====== QUOTED PASSAGE ======

At its core the reason why I dislike both those notions is that they miss the point of the climate crisis. What they presuppose is that we can price our way out of an emissions crisis that we now know threatens the future of life on earth. And the simple fact is that we can't do that. There is no way we can be priced out of this issue. We can only solve the emissions crisis by stopping emissions. And taxing them won't do that, any more than taxing tobacco has ever stopped smoking. Other measures - like bans - have been needed to make progress on that goal. That is even more the case for carbon. 

As importantly, the essence is that what both carbon tax and carbon price arguments suggest is that business can carry on supplying products emitting carbon as before, but that those products will simply suffer a price differential when compared to lower or non-carbon emitting products and what we are then supposed to rely on is the price mechanism of the market to alter consumer demand. I suggest that logic is wrong.

======

BRIEF 1: From the rows below, write out the lines between the one holding "As a warehouse robot's perception module, locate gray" and the one holding "703, 377, 828, 499", inclusive, with nothing altered.

====== DATA TO USE ======

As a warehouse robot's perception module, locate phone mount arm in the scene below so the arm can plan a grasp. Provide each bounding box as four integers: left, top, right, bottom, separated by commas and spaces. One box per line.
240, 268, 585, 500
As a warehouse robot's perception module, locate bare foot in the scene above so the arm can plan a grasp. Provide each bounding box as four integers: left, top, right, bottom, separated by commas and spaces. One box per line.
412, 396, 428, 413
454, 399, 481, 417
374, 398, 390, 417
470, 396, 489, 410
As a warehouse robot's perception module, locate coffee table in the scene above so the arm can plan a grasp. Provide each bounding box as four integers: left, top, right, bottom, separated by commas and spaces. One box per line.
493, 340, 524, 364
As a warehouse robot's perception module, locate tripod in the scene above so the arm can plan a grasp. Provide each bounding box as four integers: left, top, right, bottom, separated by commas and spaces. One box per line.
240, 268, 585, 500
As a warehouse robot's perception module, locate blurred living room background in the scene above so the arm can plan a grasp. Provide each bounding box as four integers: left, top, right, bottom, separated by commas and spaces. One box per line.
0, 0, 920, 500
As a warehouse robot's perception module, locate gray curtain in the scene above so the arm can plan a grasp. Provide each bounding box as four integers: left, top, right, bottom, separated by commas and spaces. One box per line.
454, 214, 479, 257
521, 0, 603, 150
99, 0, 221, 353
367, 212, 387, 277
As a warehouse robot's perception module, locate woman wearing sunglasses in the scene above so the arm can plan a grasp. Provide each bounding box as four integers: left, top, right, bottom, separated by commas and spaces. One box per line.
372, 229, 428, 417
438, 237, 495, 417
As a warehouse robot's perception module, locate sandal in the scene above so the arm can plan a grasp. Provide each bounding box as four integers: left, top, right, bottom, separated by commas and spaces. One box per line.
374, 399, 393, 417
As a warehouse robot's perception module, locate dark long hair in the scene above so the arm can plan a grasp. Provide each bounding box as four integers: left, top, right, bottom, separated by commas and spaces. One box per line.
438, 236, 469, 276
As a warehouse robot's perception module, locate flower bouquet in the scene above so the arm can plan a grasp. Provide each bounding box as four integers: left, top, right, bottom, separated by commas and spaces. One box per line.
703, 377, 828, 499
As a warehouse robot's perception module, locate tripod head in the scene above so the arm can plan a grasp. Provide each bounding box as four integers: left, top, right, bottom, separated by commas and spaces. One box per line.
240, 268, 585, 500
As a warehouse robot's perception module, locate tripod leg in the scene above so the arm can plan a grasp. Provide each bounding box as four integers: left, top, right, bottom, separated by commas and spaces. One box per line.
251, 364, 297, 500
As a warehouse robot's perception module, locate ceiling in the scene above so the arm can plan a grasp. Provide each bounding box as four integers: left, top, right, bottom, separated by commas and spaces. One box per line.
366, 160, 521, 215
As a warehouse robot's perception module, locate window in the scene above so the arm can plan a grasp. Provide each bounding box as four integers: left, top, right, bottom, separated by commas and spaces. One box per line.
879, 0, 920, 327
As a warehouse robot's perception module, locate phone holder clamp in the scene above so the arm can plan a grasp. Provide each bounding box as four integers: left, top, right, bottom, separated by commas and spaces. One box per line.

======

BRIEF 2: According to the passage on carbon pricing, what is the only way the emissions crisis can be solved?

FINISHED ANSWER 1:
As a warehouse robot's perception module, locate gray curtain in the scene above so the arm can plan a grasp. Provide each bounding box as four integers: left, top, right, bottom, separated by commas and spaces. One box per line.
454, 214, 479, 257
521, 0, 603, 150
99, 0, 221, 353
367, 212, 387, 277
As a warehouse robot's perception module, locate woman wearing sunglasses in the scene above so the arm can plan a grasp. Provide each bounding box as four integers: left, top, right, bottom, separated by commas and spaces. One box per line.
372, 229, 428, 417
438, 237, 495, 417
As a warehouse robot's perception module, locate sandal in the scene above so the arm can plan a grasp. Provide each bounding box as four integers: left, top, right, bottom, separated by commas and spaces. One box per line.
374, 399, 393, 417
As a warehouse robot's perception module, locate dark long hair in the scene above so the arm can plan a grasp. Provide each bounding box as four integers: left, top, right, bottom, separated by commas and spaces. One box per line.
438, 236, 469, 276
As a warehouse robot's perception module, locate flower bouquet in the scene above so the arm can plan a grasp. Provide each bounding box as four integers: left, top, right, bottom, separated by commas and spaces. One box per line.
703, 377, 828, 499

FINISHED ANSWER 2: By stopping emissions.